§ **Written problem**
Restate the records below word for word, and omit the images they hold.

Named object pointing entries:

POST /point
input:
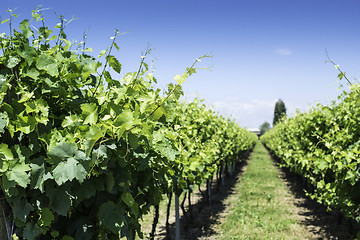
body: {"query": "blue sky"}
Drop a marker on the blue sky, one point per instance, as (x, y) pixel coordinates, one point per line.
(262, 50)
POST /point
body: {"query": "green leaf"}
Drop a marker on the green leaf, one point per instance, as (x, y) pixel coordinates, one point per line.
(33, 73)
(62, 150)
(13, 61)
(46, 217)
(111, 215)
(4, 121)
(22, 209)
(125, 117)
(39, 176)
(72, 120)
(31, 231)
(19, 174)
(114, 63)
(90, 113)
(159, 113)
(102, 53)
(24, 26)
(29, 54)
(25, 124)
(181, 79)
(49, 64)
(128, 199)
(67, 171)
(60, 198)
(351, 176)
(116, 46)
(93, 135)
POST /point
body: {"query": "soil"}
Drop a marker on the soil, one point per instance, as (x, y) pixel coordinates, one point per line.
(206, 218)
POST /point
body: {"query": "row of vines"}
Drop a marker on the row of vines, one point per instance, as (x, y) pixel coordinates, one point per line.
(85, 156)
(323, 146)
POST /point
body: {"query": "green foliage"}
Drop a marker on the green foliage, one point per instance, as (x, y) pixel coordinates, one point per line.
(279, 111)
(323, 146)
(84, 156)
(264, 128)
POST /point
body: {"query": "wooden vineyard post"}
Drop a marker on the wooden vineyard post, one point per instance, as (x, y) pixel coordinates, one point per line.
(177, 218)
(4, 235)
(177, 208)
(209, 189)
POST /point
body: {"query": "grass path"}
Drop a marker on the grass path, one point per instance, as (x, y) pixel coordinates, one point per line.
(263, 206)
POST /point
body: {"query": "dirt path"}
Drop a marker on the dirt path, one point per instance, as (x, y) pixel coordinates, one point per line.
(312, 220)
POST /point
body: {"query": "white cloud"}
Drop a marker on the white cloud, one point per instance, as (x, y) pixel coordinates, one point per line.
(284, 51)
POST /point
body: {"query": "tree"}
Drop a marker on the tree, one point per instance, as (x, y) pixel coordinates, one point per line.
(264, 127)
(279, 111)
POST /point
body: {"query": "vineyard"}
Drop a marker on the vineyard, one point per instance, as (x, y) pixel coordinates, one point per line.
(322, 146)
(85, 156)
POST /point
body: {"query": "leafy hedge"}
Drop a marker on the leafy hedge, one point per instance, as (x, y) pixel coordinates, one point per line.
(323, 145)
(84, 156)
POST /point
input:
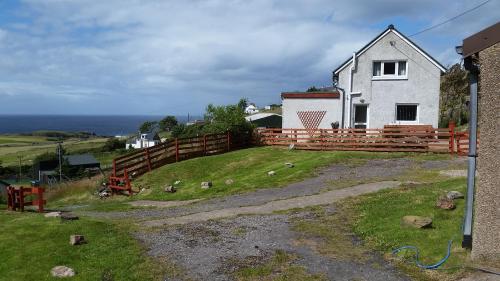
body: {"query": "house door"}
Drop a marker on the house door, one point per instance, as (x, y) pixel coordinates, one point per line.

§ **Written solution**
POST /point
input:
body: {"query": "blue sky"}
Drop a marker on the blue sky, one point per instance, as (x, y) pixel coordinates, one point per line.
(262, 50)
POST /point
body: {"query": "green leaf"}
Drop a marker on the green leaf, one point per instance, as (x, y) pixel coordinates, one point per line.
(33, 73)
(62, 150)
(13, 61)
(46, 217)
(111, 215)
(4, 121)
(22, 209)
(125, 117)
(39, 176)
(72, 120)
(31, 231)
(19, 174)
(114, 63)
(90, 113)
(159, 113)
(102, 53)
(24, 26)
(29, 54)
(25, 124)
(181, 79)
(49, 64)
(128, 199)
(67, 171)
(60, 198)
(351, 176)
(116, 46)
(93, 135)
POST /point
body: {"query": "soil"}
Drop a marker on the soil, one point per instance, as (x, y) pixel coordinates, one point per line.
(206, 218)
POST /point
body: {"query": "row of vines"}
Drop a marker on the row of vines, one point per instance, as (x, y) pixel coordinates, one point per line.
(85, 156)
(323, 146)
POST /point
body: {"query": "green foliage"}
Drop a marker on the green foliage, one point per instance, as (x, y) pixel coordinates, one point per line.
(279, 111)
(323, 146)
(84, 156)
(264, 128)
POST /point
body: {"query": "wooden vineyard post"}
Drop a marker on the wooden vineyard post, one point per instance, as (x, y) pixel coordinates, one point per line.
(177, 218)
(4, 235)
(177, 208)
(209, 189)
POST /point
body: {"query": "grass path"}
Drop a marker on the grass path, one point per instance, as (x, y) pixel coordinates, one point per line.
(263, 206)
POST /point
body: {"query": "dirt path"}
Drop a marker on the dirt path, one point per instance, as (x, y) pixel coordinates, one point per line.
(312, 220)
POST /point
body: {"query": "white cloud"}
Drop a marker on the white cloud, one point per instance, as (x, y) pixel coordinates, one point per line.
(284, 51)
POST /point
body: {"query": "tree"}
Drop a marker on the tree, one point per instance, as (x, y) pixel coordinates, one point per line.
(264, 127)
(279, 111)
POST /point
body: {"query": "vineyard"}
Drop a marker on the vineyard, one point per instance, as (x, y) pixel coordinates, one point per line.
(322, 146)
(85, 156)
POST /point
body: {"query": "leafy hedge"}
Drop a marker on the leafy hedge, one point per instance, as (x, y) pixel coordinates, one point per line.
(323, 145)
(84, 156)
POST /point
input:
body: {"query": "house door"}
Drop a marker on the house door, one point per instance, as (x, y) pixel coordinates, one point per line.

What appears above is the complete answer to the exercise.